#### [Aim of the exercise]
The records should be restated exactly from their first line through the line with "tag=black pants" in it.

::: Entries supplied :::

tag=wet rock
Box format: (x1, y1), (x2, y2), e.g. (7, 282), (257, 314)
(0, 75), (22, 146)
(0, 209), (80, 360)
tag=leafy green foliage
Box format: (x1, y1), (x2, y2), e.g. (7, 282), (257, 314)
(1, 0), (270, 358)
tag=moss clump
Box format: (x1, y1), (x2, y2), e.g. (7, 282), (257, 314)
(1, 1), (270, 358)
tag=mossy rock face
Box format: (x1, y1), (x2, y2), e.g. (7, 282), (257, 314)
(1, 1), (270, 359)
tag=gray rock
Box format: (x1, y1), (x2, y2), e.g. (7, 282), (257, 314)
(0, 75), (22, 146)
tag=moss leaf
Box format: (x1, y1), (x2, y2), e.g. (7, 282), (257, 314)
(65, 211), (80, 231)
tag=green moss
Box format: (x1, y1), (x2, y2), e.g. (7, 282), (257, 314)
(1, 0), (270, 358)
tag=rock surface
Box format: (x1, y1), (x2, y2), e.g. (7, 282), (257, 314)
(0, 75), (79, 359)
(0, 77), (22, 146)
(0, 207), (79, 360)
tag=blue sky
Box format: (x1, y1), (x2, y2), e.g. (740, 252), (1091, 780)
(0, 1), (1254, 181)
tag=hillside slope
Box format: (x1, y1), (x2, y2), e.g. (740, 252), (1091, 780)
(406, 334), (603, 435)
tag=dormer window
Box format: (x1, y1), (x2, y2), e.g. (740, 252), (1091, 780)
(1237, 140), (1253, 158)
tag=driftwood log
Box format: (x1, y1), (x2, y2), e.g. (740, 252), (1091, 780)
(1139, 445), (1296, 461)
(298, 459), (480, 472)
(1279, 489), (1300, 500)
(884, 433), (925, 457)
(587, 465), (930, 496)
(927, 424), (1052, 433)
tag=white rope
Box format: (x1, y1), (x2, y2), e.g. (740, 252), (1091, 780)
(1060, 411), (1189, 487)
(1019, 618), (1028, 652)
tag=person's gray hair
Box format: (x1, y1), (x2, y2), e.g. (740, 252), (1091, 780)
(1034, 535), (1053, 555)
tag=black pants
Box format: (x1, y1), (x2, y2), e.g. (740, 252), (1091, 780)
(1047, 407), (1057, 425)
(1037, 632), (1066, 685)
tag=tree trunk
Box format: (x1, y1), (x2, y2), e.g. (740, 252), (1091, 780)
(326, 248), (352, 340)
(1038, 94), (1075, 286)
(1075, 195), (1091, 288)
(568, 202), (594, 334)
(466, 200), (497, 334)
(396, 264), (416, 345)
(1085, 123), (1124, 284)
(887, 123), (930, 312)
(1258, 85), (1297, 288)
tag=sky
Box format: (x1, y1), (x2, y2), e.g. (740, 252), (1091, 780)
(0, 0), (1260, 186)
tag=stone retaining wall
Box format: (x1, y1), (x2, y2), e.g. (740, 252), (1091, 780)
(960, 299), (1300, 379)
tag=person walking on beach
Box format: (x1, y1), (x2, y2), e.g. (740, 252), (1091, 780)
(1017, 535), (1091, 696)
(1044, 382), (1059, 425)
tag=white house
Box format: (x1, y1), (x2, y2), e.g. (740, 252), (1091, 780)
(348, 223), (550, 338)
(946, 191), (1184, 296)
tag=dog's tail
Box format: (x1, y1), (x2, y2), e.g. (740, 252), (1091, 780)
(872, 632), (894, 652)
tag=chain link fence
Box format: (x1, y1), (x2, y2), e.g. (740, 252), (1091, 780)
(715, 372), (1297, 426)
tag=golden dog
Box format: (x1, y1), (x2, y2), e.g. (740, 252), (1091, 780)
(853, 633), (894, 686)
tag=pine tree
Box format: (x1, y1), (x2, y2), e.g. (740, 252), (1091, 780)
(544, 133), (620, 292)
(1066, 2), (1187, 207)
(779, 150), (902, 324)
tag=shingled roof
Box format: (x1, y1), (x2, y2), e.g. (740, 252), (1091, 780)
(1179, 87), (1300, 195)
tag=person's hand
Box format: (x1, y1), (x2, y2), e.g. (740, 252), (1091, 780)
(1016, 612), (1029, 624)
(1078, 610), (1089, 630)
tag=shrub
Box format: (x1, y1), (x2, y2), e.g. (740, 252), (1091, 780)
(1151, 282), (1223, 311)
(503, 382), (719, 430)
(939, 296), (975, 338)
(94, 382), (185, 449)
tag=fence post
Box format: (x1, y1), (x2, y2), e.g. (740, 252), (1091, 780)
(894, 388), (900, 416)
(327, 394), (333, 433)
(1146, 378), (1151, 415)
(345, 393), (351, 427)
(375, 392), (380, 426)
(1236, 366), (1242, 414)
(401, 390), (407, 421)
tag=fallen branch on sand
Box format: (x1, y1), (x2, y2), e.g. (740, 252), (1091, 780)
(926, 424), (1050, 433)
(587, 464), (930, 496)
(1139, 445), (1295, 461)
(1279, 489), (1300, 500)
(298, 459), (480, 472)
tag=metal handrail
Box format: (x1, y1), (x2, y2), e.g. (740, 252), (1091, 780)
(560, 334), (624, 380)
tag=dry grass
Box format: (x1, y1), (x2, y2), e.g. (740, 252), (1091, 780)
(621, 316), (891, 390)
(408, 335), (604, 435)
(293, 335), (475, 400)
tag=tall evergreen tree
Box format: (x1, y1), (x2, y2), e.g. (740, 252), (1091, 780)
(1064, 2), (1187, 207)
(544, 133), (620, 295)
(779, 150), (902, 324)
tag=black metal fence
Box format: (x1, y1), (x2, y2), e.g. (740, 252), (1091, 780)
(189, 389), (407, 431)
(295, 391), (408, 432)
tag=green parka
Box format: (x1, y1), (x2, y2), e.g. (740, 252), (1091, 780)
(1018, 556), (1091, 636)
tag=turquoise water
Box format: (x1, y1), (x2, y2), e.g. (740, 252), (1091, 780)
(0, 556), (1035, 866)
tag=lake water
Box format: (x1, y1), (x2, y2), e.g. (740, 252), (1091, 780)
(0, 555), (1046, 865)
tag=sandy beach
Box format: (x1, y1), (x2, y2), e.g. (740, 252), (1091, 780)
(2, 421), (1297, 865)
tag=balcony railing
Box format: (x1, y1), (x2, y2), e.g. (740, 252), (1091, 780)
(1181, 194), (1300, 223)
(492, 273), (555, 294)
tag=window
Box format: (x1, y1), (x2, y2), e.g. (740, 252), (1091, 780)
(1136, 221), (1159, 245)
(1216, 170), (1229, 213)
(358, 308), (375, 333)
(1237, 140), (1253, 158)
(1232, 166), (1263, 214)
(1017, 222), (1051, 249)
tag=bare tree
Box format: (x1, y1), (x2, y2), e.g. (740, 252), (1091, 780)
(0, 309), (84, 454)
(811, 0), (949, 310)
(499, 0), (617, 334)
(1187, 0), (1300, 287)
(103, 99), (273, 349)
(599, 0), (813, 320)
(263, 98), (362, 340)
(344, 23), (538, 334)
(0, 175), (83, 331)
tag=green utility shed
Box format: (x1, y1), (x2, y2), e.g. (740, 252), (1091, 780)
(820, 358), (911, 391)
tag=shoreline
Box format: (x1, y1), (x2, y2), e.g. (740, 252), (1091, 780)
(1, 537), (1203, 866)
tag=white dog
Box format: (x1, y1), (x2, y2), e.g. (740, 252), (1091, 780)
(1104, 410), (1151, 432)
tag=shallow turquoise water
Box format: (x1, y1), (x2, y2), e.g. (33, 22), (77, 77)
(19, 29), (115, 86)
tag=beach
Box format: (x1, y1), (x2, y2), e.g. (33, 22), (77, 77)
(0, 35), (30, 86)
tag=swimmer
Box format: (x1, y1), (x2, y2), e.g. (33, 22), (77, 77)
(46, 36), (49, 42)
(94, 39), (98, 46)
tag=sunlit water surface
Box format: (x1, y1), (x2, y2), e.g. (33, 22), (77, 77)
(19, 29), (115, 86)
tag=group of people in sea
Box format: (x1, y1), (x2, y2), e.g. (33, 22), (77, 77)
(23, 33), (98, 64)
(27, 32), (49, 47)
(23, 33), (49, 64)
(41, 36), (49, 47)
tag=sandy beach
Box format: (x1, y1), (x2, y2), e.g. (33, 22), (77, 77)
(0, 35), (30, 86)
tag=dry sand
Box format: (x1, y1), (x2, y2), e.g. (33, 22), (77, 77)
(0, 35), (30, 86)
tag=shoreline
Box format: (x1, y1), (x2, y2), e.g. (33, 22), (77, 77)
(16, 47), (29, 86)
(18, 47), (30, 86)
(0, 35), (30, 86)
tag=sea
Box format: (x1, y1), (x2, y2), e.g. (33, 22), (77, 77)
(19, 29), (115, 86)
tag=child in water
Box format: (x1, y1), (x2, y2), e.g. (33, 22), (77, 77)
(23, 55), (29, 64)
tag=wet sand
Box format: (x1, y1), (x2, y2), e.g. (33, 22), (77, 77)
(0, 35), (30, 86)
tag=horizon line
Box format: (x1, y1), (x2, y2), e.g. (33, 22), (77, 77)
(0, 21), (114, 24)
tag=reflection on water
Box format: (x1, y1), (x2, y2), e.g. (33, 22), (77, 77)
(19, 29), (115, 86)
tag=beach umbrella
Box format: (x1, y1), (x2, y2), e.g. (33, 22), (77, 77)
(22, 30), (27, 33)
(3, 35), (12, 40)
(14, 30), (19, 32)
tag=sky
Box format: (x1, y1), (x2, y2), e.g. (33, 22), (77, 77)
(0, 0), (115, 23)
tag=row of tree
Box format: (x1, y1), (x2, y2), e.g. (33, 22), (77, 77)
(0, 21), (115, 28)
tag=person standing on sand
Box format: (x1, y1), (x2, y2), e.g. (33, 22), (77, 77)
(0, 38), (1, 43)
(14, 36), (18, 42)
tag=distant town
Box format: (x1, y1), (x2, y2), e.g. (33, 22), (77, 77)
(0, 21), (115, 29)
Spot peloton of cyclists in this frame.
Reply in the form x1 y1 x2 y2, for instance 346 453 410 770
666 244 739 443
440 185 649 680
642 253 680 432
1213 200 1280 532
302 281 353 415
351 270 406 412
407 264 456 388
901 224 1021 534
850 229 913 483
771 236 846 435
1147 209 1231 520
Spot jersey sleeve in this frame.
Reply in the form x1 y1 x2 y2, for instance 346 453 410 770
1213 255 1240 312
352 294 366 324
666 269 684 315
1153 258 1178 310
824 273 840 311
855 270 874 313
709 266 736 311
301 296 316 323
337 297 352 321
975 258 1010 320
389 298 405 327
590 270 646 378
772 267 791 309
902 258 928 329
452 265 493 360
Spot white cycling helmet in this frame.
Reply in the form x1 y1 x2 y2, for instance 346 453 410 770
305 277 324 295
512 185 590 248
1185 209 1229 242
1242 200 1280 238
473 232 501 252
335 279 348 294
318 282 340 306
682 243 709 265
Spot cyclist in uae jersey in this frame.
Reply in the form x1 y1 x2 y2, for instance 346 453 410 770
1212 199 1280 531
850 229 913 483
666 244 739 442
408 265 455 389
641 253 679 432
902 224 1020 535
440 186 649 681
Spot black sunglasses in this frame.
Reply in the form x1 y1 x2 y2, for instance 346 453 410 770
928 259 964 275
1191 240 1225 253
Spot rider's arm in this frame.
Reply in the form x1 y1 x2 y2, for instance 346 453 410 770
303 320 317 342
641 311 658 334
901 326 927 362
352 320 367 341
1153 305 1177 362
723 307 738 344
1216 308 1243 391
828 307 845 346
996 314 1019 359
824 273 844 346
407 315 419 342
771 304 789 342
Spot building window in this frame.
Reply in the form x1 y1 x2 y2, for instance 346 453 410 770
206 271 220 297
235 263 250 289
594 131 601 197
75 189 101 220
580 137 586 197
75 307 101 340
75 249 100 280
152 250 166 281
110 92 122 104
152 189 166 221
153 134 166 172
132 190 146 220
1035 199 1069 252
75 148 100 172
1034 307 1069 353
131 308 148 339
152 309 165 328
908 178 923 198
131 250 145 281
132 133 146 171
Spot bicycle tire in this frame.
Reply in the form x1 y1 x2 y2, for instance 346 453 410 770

:::

#### [Written answer]
tag=wet rock
Box format: (x1, y1), (x2, y2), e.g. (7, 282), (257, 314)
(0, 75), (22, 146)
(0, 209), (80, 360)
tag=leafy green foliage
Box format: (x1, y1), (x2, y2), e.g. (7, 282), (257, 314)
(1, 0), (270, 358)
tag=moss clump
Box format: (x1, y1), (x2, y2), e.g. (7, 282), (257, 314)
(1, 1), (270, 358)
tag=mossy rock face
Box format: (x1, y1), (x2, y2), e.g. (7, 282), (257, 314)
(1, 1), (270, 359)
tag=gray rock
Box format: (x1, y1), (x2, y2), e.g. (7, 282), (257, 314)
(0, 75), (22, 146)
tag=moss leaf
Box format: (x1, y1), (x2, y2), e.g. (7, 282), (257, 314)
(65, 211), (80, 231)
tag=green moss
Box format: (x1, y1), (x2, y2), e.g. (7, 282), (257, 314)
(1, 0), (270, 358)
tag=rock surface
Box format: (x1, y1), (x2, y2), e.g. (7, 282), (257, 314)
(0, 75), (79, 359)
(0, 77), (22, 146)
(0, 207), (79, 360)
tag=blue sky
Box format: (x1, y1), (x2, y2), e.g. (740, 252), (1091, 780)
(0, 1), (1254, 181)
tag=hillside slope
Box format: (x1, y1), (x2, y2), e.g. (740, 252), (1091, 780)
(406, 334), (603, 435)
tag=dormer window
Box format: (x1, y1), (x2, y2), e.g. (740, 252), (1091, 780)
(1237, 140), (1253, 158)
tag=driftwood log
Box format: (x1, y1), (x2, y2), e.g. (740, 252), (1091, 780)
(1139, 445), (1296, 461)
(298, 459), (480, 472)
(1279, 489), (1300, 500)
(884, 433), (925, 457)
(587, 465), (930, 496)
(927, 424), (1052, 433)
tag=white rope
Box format: (x1, y1), (x2, y2), e.g. (740, 252), (1091, 780)
(1060, 411), (1189, 487)
(1019, 618), (1028, 652)
tag=person's gray hair
Box format: (x1, y1), (x2, y2), e.g. (740, 252), (1091, 780)
(1034, 535), (1053, 555)
tag=black pants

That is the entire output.